» **Sorun**: 5 Ağustos 2024 Kara Pazartesi'yi ve küresel sermaye hareketlerinin Türkiye'ye etkisini ele alan yazıyı, son cümlesinden sonra devam ettirin.

» **Sunulan Metin Parçası**:
Küreselleşmenin diğer yüzü Kara Pazartesi: 5 Ağustos 2024
Küreselleşme, dünya ekonomisinde sermaye hareketlerinin hızlanmasına neden olmuştur. Finansal piyasaların entegrasyonu, sermayenin bir ülkeden diğerine daha hızlı ve kolay hareket etmesini sağlar. Bu bağlamda, Türkiye ekonomisi de küresel sermaye hareketlerinden etkilenmektedir.
Küresel sermaye hareketlerinin Türkiye ekonomisi üzerindeki etkileri ve bu hareketlerin ekonomi politikaları üzerindeki yansımaları her dönem daha da artmaktadır. 5 Ağustos 2024’te bu yansımaların bir örneği olarak karşımıza çıkmaktadır. Unutulmamalıdır ki yaşanılan sürecin tek bir sebebi olmamakla birlikte ortaya çıkan dalgalanmayı tetikleyen son damla Japon Merkez Bankası’nın faizleri %0,10’dan %0,25’e çıkarması olmuştur.
Buraya kadar ki bardağı dolduran süreçleri sıralayacak olursak;
1- Carry trading parası olan Japon Yeni’nin maliyeti artarken ağırlıklı yatırımın yapıldığı ABD faizlerinin düşürülme beklentisi önce borsaları, sonrada tahvil piyasalarını etkilemiş ve kelebek etkisiyle tüm piyasalara yansımıştır.
2- ABD ekonomisinin durgunluğu piyasalarda endişe yaratması ve daha önce kötü haber iyi yorumlanırken şimdi kötü haber kötü yorumlanmaya başlaması ve beraberinde erken FED den faiz indirimi beklentisinin oluşması,
3- İngiltere’deki toplumsal sorunların artık sokağa taşarak özellikle göçmen politikalarına karşı isyanların büyümesi, İngiltere ekonomisi ile beklentileri bozması,
4- Ortadoğu’daki gerginliklerin genişleme beklentisi, ABD’nin tahliye ilanı, Lübnan, Suriye, İran ve İsrail arasında çatışmanın genişlemesi,
5- ABD seçimlerindeki belirsizliğin artması, Harris’in adaylığı sonrası Trump’ın desteğinin düşmesi,
6- Çin ekonomisinden karışık sinyallerin gelmesi ile, ana ekonomik güçlerin 2025 yılında da toparlanmasına yönelik endişeleri artması,
7-Bu dalgalanmanın krize dönüşme ihtimalinin ön göstergesi $\JPY 140 altına düşmemesi düşüş paniğini artıracaktır.
8- Türkiye piyasalarında özellikle BIST 100’de dalgalanmanın carry trede ile yatırımcı payının yüksek olduğunun anlaşılması,
9-Her şeye rağmen bu sürecin küresel bir krize dönüşme ihtimalinin düşük olmasını gösteren verilerin bulunması. Örneğin altın fiyatlarının çok yükselmemesi, TL faizlerinin stabilitesini koruması gibi.

» **Verilen Malzeme**:
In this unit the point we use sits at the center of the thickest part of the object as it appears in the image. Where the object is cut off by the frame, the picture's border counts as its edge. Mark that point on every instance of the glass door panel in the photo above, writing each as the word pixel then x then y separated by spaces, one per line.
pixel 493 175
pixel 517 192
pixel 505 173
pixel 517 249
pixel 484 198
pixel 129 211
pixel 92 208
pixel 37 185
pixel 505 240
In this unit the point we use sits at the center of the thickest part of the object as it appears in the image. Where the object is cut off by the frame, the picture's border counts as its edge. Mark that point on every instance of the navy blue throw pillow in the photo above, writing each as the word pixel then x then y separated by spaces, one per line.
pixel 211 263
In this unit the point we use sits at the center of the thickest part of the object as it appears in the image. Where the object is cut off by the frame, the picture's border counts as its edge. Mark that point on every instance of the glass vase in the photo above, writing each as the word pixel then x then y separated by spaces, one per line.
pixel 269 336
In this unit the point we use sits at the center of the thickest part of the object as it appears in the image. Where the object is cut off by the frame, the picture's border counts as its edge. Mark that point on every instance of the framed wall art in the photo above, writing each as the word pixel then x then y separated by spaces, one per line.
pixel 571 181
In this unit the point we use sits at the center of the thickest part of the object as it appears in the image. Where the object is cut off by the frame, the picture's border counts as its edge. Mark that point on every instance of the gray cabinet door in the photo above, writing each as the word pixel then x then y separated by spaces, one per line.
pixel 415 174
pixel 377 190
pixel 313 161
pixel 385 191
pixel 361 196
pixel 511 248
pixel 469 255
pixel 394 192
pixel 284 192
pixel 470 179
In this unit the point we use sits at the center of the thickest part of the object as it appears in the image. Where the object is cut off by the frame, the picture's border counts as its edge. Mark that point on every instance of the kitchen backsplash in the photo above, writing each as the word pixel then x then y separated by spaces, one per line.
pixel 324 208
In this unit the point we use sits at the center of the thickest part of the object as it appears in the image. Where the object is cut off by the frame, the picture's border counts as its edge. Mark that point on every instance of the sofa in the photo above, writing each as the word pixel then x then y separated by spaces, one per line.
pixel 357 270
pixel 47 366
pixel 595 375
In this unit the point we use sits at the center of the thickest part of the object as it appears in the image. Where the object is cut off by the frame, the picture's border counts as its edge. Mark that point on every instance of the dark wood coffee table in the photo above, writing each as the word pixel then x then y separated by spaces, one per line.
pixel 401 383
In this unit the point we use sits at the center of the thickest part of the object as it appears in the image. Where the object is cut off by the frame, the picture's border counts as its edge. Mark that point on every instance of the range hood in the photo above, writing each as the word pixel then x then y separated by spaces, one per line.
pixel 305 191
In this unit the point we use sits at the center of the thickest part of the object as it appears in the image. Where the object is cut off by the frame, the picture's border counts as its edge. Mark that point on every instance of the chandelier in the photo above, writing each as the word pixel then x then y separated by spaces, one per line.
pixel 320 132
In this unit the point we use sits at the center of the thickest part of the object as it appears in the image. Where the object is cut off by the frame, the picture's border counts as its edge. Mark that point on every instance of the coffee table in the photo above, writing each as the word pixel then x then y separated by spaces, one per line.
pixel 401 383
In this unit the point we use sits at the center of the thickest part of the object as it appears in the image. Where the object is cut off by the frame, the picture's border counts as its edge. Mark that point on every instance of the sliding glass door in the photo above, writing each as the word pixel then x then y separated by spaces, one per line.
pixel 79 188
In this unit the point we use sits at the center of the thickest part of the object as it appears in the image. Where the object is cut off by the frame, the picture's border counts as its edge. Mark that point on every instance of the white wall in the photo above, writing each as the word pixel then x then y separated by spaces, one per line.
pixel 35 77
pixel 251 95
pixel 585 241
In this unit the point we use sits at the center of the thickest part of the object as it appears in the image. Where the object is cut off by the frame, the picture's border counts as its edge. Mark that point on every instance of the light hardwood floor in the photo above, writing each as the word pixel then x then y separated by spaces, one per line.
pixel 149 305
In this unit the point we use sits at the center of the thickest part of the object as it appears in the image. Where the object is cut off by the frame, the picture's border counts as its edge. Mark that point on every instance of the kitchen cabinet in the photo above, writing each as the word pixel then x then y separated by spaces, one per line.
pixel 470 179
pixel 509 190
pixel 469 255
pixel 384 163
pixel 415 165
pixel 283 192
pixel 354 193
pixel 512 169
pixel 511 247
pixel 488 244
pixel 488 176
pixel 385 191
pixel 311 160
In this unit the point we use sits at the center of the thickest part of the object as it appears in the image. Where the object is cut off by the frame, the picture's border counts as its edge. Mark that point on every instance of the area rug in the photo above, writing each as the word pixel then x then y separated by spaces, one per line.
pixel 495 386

» **Alıştırma Yanıtı**:
Unutulmamalıdır ki küreselleşmenin nimetleri yanında külfetleri de ödenmesi gerekiyor. Bu dönem ödeme dönemi…
Küreselleşme ve süreçler
Küresel sermaye hareketleri, uluslararası finansal piyasalar aracılığıyla bir ülkeden diğerine yapılan yatırım ve finansman akışlarını ifade eder.
Bu hareketler, doğrudan yabancı yatırımlar (FDI), portföy yatırımları ve diğer kısa vadeli sermaye hareketleri olarak sınıflandırılabilir. Sermaye hareketleri, yatırım fırsatlarını ve finansman ihtiyaçlarını karşılamak için önemli bir mekanizma sağlar. Ancak, bu hareketler aynı zamanda finansal istikrarsızlıklara da yol açabilir.
Türkiye ekonomisi ve sermaye hareketleri
Türkiye, gelişmekte olan bir piyasa ekonomisi olarak, küresel sermaye hareketlerinden önemli ölçüde etkilenmektedir. Özellikle 1980’lerde başlayan ekonomik liberalleşme süreciyle birlikte, Türkiye’ye yabancı sermaye girişi artmış ve finansal piyasaların entegrasyonu hızlanmıştır. Bu dönemde, doğrudan yabancı yatırımlar ve portföy yatırımları Türkiye’ye önemli miktarda sermaye girişi sağlamıştır.
Doğrudan yabancı yatırımlar (FDI): Türkiye, doğrudan yabancı yatırımları çekmek için çeşitli reformlar ve teşvikler uygulamıştır. Bu yatırımlar, Türkiye ekonomisinin büyümesine ve işsizlik oranlarının düşmesine katkıda bulunmuştur. Özellikle, üretim ve hizmet sektörlerindeki yabancı yatırımlar, teknoloji transferi ve verimlilik artışını teşvik etmiştir.
Portföy yatırımları: Portföy yatırımları, yabancı yatırımcıların Türkiye’nin hisse senedi ve tahvil piyasalarına yaptıkları yatırımları kapsar. Bu yatırımlar, Türkiye’nin finansal piyasalarının derinleşmesine ve likidite artışına katkı sağlamıştır. Ancak, portföy yatırımları genellikle kısa vadeli olduğu için, piyasa dalgalanmalarına ve finansal istikrarsızlıklara yol açabilir.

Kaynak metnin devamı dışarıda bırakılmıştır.